EXERCISES |
#1 According to the database tutorial, what command restores the library database from the backup file?
#2 Rewrite the part of the database tutorial starting at "If you don't" and ending at "this chapter's content.", replacing "terminal" with "command line".

SOURCE EXCERPT |
::::::::

If you don't already have a database named "library", then make sure to run createdb library
from the terminal before starting this chapter. The library database is needed to work through this chapter's content.
The library database can be restored from a backup file. First download the backup file for this chapter from here.
Then run the following command:
psql -d library < multi_tables.sql
When running the above command, you may see the following message: ERROR: relation "public.users" does not exist
. This can be safely ignored. There are some commands in place at the start of the backup file for altering and removing the users
table. These are included in case that table already exists. If the table doesn't exist, PostgreSQL will ignore the command and move on to executing the rest of the backup file.
In the chapter on altering a table, we ended up changing our users database in various ways. With that in mind, we'll start fresh in this chapter. Follow the directions above in the info box to retrieve starter data for this chapter. We'll still be working with the familiar library
database and users
table from previous chapters, but with a blank users
table to start with. In this chapter we want to add several more pieces of data to our database. We would like to store
We could start adding these pieces to the users
table, resulting in a table with many columns. First we need to add these columns using the ALTER TABLE
command.

::::::::

EXTRACTED RECORDS |
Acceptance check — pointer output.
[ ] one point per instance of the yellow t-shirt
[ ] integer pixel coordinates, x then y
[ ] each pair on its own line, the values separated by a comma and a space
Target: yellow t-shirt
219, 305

::::::::

WRITTEN RESPONSES |
#1 psql -d library < multi_tables.sql

#2
If you don't already have a database named "library", then make sure to run createdb library
from the command line before starting this chapter. The library database is needed to work through this chapter's content.